> Tarefa a:
Diga se cada afirmação concorda com o texto sobre a seca nos rios Madeira e Acre: (i) o Rio Madeira teve recorde de cheia histórica em 30 de março; (ii) em 2023, o Rio Madeira estava com 4,09 metros de profundidade; (iii) o "verão amazônico" vai de junho a agosto. Responda sim ou não a cada uma e cite as palavras do texto que decidem.

> Texto fornecido:
——

Por Carlos Henrique Silva, CPT Nacional
Em meio às consequências da crise climática que afetaram mais fortemente a Amazônia em 2023, o ano de 2024 parece trazer perspectivas ainda mais difíceis para a vida das populações tradicionais e ribeirinhas. É o que acontece com as comunidades junto aos rios Madeira (em Rondônia) e Acre (no estado de mesmo nome), que estão percebendo a diminuição rápida dos níveis nos últimos meses, principalmente com o início do “verão amazônico”, como é chamado o período de escassez de chuvas e aumento nas temperaturas de junho a agosto.
O Rio Madeira, que teve recorde de cheia histórica em 30 de março, alcançando 19,74 metros de inundação (quase três metros acima da cota), chegou em junho a níveis preocupantes para especialistas e principalmente as famílias. Segundo o Boletim Hídrico do Governo do Estado de Rondônia, o nível caiu dos 4,55 metros no dia 17 para 4,09 metros na segunda-feira passada (24), menos da metade da medição registrada em 2023, quando o rio estava com 8,37 metros de profundidade. Se seguir essa tendência, o rio pode atingir a cota de escassez hídrica, abaixo de 1,70 metro.

——

> Dados armazenados:
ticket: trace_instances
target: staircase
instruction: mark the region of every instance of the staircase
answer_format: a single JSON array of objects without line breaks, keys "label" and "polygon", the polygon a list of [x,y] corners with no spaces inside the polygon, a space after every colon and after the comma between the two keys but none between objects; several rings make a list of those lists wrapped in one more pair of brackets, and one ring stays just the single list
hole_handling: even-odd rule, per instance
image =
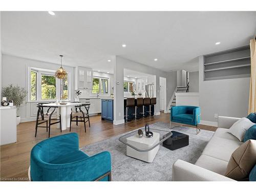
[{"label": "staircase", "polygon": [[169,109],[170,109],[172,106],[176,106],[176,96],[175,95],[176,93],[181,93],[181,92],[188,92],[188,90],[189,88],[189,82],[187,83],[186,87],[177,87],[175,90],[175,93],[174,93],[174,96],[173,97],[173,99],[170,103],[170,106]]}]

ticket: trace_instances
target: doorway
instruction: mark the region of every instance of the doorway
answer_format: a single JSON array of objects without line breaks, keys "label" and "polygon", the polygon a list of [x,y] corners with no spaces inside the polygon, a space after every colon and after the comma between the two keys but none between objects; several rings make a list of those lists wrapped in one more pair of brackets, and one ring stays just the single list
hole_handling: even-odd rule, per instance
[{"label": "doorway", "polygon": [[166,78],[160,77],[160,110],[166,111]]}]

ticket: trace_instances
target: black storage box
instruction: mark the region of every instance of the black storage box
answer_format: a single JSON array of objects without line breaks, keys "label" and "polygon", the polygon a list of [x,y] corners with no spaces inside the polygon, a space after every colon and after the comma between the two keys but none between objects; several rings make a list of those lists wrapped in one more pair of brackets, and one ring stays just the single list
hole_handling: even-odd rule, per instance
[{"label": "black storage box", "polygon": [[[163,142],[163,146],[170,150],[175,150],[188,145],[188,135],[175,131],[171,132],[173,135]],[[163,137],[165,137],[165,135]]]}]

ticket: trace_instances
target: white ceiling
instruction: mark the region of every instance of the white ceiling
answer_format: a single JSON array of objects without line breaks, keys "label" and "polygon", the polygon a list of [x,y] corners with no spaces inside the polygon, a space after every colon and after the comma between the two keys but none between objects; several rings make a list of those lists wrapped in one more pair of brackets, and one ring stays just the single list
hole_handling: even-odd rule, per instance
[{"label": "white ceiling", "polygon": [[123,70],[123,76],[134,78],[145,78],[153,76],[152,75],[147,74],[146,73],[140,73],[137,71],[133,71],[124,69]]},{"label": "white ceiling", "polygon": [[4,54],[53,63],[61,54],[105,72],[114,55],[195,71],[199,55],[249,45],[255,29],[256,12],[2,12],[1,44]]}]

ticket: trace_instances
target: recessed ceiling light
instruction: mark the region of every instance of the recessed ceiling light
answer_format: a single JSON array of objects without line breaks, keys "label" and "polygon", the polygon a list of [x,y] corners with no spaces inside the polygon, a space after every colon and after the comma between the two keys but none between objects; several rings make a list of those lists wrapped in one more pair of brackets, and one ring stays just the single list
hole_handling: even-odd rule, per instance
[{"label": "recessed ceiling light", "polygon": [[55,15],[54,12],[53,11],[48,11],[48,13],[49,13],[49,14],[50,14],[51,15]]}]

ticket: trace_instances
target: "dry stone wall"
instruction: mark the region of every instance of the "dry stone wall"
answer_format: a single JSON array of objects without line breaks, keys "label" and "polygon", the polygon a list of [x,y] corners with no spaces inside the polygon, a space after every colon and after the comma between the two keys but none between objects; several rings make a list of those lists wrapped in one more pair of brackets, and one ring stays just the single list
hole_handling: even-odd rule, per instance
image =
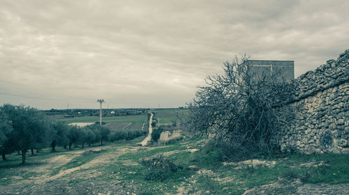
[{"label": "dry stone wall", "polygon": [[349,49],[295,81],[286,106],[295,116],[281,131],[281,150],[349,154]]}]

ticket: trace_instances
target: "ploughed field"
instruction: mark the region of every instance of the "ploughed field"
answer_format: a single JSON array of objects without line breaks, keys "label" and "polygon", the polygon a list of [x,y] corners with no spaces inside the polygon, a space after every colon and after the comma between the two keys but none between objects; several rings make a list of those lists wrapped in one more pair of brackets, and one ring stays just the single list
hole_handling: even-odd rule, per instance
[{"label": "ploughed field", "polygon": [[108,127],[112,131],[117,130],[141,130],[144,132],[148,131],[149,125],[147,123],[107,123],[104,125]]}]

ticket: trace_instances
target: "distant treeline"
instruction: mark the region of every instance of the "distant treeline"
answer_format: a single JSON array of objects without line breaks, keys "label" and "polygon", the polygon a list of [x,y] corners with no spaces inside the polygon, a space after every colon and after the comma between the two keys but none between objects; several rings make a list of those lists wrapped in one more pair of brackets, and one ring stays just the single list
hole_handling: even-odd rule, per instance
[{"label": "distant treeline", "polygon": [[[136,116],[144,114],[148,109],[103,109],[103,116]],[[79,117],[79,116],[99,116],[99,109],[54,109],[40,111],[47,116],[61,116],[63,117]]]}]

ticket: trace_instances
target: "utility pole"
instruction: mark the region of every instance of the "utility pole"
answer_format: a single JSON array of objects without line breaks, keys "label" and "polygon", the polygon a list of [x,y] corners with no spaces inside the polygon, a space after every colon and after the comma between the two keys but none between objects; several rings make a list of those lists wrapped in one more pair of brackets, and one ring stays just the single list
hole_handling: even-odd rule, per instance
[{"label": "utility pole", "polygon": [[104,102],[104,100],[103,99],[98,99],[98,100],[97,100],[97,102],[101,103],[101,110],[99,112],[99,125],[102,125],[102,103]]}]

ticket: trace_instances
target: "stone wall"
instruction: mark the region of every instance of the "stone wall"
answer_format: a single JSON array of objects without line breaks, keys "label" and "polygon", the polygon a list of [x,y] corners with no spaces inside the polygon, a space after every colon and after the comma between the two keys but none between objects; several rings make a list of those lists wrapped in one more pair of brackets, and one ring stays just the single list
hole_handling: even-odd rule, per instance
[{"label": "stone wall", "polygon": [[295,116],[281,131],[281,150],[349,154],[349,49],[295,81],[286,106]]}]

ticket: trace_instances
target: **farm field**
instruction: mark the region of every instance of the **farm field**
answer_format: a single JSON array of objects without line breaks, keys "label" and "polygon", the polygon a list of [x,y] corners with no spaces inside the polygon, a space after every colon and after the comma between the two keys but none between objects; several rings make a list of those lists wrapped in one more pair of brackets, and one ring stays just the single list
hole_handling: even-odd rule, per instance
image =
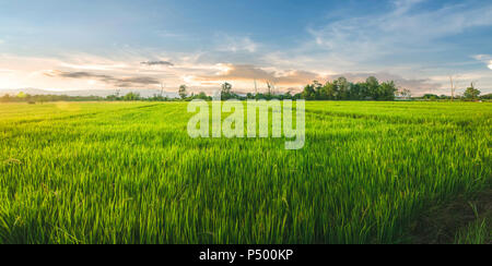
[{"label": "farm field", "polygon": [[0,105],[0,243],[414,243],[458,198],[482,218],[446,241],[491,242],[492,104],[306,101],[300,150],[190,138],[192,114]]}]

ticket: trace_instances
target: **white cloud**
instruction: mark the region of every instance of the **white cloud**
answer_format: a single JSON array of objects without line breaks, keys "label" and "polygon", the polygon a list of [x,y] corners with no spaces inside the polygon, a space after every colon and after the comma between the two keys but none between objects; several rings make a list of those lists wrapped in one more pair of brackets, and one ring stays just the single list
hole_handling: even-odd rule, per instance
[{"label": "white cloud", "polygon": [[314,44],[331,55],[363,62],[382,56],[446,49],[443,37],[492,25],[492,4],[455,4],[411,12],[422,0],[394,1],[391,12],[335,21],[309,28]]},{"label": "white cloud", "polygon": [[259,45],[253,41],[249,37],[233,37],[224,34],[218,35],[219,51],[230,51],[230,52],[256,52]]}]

——

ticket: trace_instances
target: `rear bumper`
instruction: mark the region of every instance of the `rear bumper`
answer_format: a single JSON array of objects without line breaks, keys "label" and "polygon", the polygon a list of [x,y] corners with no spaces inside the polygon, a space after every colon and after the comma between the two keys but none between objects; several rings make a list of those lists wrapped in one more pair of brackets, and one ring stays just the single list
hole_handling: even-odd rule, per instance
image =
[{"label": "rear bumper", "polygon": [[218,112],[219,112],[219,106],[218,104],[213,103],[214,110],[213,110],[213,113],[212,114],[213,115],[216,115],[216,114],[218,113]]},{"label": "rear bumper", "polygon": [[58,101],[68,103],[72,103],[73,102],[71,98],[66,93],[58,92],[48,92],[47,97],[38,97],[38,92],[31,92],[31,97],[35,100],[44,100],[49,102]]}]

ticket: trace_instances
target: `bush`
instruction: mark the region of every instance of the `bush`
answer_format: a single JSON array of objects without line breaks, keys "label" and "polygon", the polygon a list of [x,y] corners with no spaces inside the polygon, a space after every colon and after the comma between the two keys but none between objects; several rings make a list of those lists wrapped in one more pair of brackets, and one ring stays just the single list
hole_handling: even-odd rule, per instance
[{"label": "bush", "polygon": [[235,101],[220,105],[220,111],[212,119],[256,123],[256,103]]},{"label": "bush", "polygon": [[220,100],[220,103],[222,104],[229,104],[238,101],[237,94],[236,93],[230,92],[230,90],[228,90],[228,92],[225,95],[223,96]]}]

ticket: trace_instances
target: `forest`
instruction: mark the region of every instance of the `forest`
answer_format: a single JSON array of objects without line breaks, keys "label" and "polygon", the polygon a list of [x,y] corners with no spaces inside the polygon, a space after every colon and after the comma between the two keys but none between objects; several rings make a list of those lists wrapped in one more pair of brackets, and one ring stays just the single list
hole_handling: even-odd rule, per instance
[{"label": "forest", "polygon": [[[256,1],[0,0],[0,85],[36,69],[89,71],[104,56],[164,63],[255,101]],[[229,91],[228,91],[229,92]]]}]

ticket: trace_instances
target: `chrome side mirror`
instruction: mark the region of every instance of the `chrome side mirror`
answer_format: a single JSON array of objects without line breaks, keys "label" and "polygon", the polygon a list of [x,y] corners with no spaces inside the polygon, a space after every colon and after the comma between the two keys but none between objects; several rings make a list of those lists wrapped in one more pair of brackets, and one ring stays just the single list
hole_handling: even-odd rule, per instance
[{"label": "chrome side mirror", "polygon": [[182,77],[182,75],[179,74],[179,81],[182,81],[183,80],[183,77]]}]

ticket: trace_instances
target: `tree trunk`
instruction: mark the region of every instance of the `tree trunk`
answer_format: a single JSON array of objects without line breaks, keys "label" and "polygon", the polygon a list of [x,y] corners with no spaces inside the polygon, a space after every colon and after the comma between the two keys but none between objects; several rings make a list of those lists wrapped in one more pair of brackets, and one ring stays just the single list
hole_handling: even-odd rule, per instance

——

> Tarefa b:
Contabilize as linhas dos dois blocos acima que contêm a palavra "stone", diferenciando maiúsculas de minúsculas, e dê apenas o número.

> Resultado do exercício a:
(i) Sim: "O Rio Madeira, que teve recorde de cheia histórica em 30 de março"
(ii) Não: "menos da metade da medição registrada em 2023, quando o rio estava com 8,37 metros de profundidade"
(iii) Sim: "como é chamado o período de escassez de chuvas e aumento nas temperaturas de junho a agosto"

> Resultado do exercício b:
6